Return each entry exactly, omitting nothing.

■ **Exercise data**:
____________________
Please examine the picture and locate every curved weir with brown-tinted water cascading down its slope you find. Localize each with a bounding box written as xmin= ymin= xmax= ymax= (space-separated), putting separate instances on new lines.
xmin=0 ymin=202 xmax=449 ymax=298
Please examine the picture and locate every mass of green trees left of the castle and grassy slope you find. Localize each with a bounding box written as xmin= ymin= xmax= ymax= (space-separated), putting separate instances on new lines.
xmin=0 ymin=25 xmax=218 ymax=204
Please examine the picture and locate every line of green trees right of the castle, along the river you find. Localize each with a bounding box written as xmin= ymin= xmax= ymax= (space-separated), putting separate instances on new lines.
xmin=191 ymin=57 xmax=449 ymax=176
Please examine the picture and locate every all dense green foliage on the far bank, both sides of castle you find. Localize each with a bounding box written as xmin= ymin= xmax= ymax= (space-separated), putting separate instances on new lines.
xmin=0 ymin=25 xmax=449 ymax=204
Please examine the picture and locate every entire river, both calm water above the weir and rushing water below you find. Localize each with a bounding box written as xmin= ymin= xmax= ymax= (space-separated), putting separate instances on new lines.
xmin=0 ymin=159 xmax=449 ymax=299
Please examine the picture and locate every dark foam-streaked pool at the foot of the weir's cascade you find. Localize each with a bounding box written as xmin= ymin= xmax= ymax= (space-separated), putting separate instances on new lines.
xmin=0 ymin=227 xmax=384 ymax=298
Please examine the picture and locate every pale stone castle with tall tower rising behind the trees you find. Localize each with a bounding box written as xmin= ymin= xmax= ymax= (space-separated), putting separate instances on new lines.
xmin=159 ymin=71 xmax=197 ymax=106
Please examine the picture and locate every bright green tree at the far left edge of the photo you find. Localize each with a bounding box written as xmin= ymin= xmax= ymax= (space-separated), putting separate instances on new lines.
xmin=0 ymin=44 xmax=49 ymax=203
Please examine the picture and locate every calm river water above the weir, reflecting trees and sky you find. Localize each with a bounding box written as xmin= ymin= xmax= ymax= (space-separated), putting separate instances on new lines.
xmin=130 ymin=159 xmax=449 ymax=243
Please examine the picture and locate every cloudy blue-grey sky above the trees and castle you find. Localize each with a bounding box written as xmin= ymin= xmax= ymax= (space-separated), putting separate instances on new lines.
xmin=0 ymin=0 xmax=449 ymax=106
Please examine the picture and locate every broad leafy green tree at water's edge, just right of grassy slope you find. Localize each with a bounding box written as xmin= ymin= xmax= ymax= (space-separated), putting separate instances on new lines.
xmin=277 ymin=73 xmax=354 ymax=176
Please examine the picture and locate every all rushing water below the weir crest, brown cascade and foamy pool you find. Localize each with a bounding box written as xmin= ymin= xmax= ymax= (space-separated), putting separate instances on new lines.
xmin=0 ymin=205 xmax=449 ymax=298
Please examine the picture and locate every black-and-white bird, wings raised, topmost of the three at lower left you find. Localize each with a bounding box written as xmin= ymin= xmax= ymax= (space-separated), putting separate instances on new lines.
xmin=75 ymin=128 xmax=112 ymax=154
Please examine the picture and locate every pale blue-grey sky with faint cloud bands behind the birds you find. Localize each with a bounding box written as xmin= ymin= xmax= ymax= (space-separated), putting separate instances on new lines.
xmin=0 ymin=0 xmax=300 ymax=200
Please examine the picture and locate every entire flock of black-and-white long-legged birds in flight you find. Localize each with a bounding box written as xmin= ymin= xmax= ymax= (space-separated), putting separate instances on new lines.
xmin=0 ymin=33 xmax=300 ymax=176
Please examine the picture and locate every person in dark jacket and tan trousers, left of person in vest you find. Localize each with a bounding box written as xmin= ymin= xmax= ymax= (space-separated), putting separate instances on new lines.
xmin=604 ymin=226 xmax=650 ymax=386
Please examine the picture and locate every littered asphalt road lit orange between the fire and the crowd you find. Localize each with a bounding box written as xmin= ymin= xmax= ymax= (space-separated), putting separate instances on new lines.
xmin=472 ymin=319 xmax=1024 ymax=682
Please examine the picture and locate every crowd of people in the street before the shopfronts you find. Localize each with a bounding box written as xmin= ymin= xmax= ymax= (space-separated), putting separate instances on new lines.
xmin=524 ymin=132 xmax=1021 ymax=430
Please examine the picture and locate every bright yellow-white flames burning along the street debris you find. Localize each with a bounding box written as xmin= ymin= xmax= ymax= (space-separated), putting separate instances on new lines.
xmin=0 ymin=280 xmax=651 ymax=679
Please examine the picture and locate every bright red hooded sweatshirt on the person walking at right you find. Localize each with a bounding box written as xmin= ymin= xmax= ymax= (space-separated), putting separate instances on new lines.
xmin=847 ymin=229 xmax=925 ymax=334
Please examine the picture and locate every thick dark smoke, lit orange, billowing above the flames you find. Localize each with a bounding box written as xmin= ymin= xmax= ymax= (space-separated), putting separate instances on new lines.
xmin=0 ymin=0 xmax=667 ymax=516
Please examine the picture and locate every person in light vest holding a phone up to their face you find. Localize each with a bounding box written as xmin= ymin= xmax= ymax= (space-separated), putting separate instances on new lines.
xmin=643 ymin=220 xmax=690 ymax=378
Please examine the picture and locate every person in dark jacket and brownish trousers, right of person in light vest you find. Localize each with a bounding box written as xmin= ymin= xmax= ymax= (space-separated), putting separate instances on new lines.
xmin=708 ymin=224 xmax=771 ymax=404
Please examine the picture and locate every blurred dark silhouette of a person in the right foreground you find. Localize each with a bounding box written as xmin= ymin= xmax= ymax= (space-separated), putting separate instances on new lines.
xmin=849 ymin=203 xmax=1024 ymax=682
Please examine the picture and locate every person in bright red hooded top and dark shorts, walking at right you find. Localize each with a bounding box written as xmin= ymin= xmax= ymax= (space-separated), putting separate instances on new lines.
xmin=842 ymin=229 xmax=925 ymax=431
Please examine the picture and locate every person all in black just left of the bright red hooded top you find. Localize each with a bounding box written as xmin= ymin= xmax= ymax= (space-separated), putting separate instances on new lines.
____________________
■ **Answer to this task**:
Please examine the picture and locate every curved weir with brown-tinted water cascading down its slope you find. Localize each with a bounding box written as xmin= ymin= xmax= ymax= (space-separated), putting separate instances on new lines.
xmin=0 ymin=202 xmax=449 ymax=298
Please examine the picture and locate every mass of green trees left of the castle and grassy slope you find. Localize each with a bounding box written as xmin= ymin= xmax= ymax= (space-separated), putting separate instances on new lines.
xmin=0 ymin=25 xmax=218 ymax=204
Please examine the picture and locate every line of green trees right of the castle, along the river you find. Localize each with a bounding box written as xmin= ymin= xmax= ymax= (space-separated), putting separate instances on new lines.
xmin=191 ymin=57 xmax=449 ymax=176
Please examine the picture and locate every all dense green foliage on the far bank, both sides of castle you find. Localize each with a bounding box written as xmin= ymin= xmax= ymax= (space-separated), putting separate instances on new lines.
xmin=0 ymin=25 xmax=449 ymax=204
Please examine the picture and locate every entire river, both calm water above the weir and rushing water below you find. Localize each with a bounding box written as xmin= ymin= xmax= ymax= (space-separated), putting separate instances on new lines.
xmin=0 ymin=159 xmax=449 ymax=299
Please examine the picture and locate every dark foam-streaked pool at the foot of the weir's cascade you find. Localize each with a bounding box written as xmin= ymin= xmax= ymax= (space-separated), putting separate instances on new lines.
xmin=0 ymin=227 xmax=384 ymax=298
Please examine the picture and locate every pale stone castle with tall tower rising behind the trees you find. Localize each with a bounding box written as xmin= ymin= xmax= ymax= (space-separated), putting separate instances on new lines.
xmin=159 ymin=71 xmax=197 ymax=106
Please examine the picture and locate every bright green tree at the far left edge of the photo you find. Localize each with a bounding box written as xmin= ymin= xmax= ymax= (space-separated), putting separate instances on new lines.
xmin=0 ymin=44 xmax=49 ymax=203
Please examine the picture and locate every calm river water above the weir, reflecting trees and sky you find. Localize each with a bounding box written as xmin= ymin= xmax= ymax= (space-separated), putting separate instances on new lines.
xmin=130 ymin=159 xmax=449 ymax=243
Please examine the picture and locate every cloudy blue-grey sky above the trees and castle you find. Localize each with a bounding box written as xmin= ymin= xmax= ymax= (space-separated), putting separate instances on new lines.
xmin=0 ymin=0 xmax=449 ymax=106
Please examine the picture and locate every broad leafy green tree at water's edge, just right of grassy slope you find. Localize each with a bounding box written as xmin= ymin= xmax= ymax= (space-separated), putting separate instances on new lines.
xmin=277 ymin=73 xmax=354 ymax=176
Please examine the picture and locate every all rushing water below the weir crest, brown cascade and foamy pool you find. Localize each with a bounding box written as xmin= ymin= xmax= ymax= (space-separated), putting separate instances on new lines.
xmin=0 ymin=205 xmax=449 ymax=298
Please examine the picture and locate every black-and-white bird, wings raised, topmost of the three at lower left you find. Localize each with a bounding box written as xmin= ymin= xmax= ymax= (space-separated), putting separate instances on new lines.
xmin=75 ymin=128 xmax=112 ymax=154
Please examine the picture and locate every pale blue-grey sky with faint cloud bands behind the birds you find. Localize each with a bounding box written as xmin= ymin= xmax= ymax= (space-separated), putting separate instances on new lines.
xmin=0 ymin=0 xmax=300 ymax=200
Please examine the picture and locate every entire flock of black-and-white long-legged birds in flight you find. Localize each with a bounding box written as xmin= ymin= xmax= ymax= (space-separated), putting separate instances on new lines.
xmin=0 ymin=33 xmax=300 ymax=176
Please examine the picture and locate every person in dark jacket and tan trousers, left of person in vest you find. Localize each with a bounding box written as xmin= ymin= xmax= ymax= (space-separated), putting separate instances on new lines.
xmin=604 ymin=226 xmax=650 ymax=386
Please examine the picture and locate every littered asphalt road lit orange between the fire and the crowd you find. Localize each with a bounding box written as xmin= ymin= xmax= ymax= (space-separated), putting separate instances on new lines.
xmin=472 ymin=319 xmax=1024 ymax=682
Please examine the picture and locate every crowd of people in the street before the shopfronts you find. Localize each with a bounding box written as xmin= ymin= xmax= ymax= (space-separated), putting separate instances on new lines.
xmin=524 ymin=132 xmax=1021 ymax=430
Please examine the picture and locate every bright yellow-white flames burning along the street debris you find. Localize each with a bounding box written as xmin= ymin= xmax= ymax= (space-separated), putting separate instances on new lines.
xmin=0 ymin=280 xmax=651 ymax=679
Please examine the picture and locate every bright red hooded sweatshirt on the person walking at right you find. Localize each with a bounding box written as xmin= ymin= xmax= ymax= (space-separated), putting separate instances on new lines.
xmin=847 ymin=229 xmax=925 ymax=334
Please examine the picture and locate every thick dark smoke, lit orange, billowing above the flames you find. Localize each with a bounding box written as xmin= ymin= xmax= ymax= (space-separated), putting separate instances on new lines.
xmin=0 ymin=0 xmax=667 ymax=516
Please examine the picture and locate every person in light vest holding a phone up to their face you find. Localize each with a bounding box written as xmin= ymin= xmax= ymax= (space-separated), putting separate instances on new lines.
xmin=643 ymin=220 xmax=690 ymax=378
Please examine the picture and locate every person in dark jacket and brownish trousers, right of person in light vest you find. Localize each with a bounding box written as xmin= ymin= xmax= ymax= (space-separated), putting separate instances on new lines.
xmin=708 ymin=224 xmax=771 ymax=404
Please examine the picture and locate every blurred dark silhouette of a person in the right foreground you find. Localize each with a bounding box written as xmin= ymin= xmax= ymax= (space-separated), putting separate instances on new lines.
xmin=849 ymin=203 xmax=1024 ymax=682
Please examine the picture and locate every person in bright red hooded top and dark shorts, walking at right you find. Localize each with a bounding box written as xmin= ymin= xmax= ymax= (space-separated), putting separate instances on new lines.
xmin=842 ymin=229 xmax=925 ymax=431
Please examine the picture and locate every person all in black just left of the bright red hooded top you find. Localize each with a bounding box written as xmin= ymin= xmax= ymax= (space-separated), putting separate instances on new lines.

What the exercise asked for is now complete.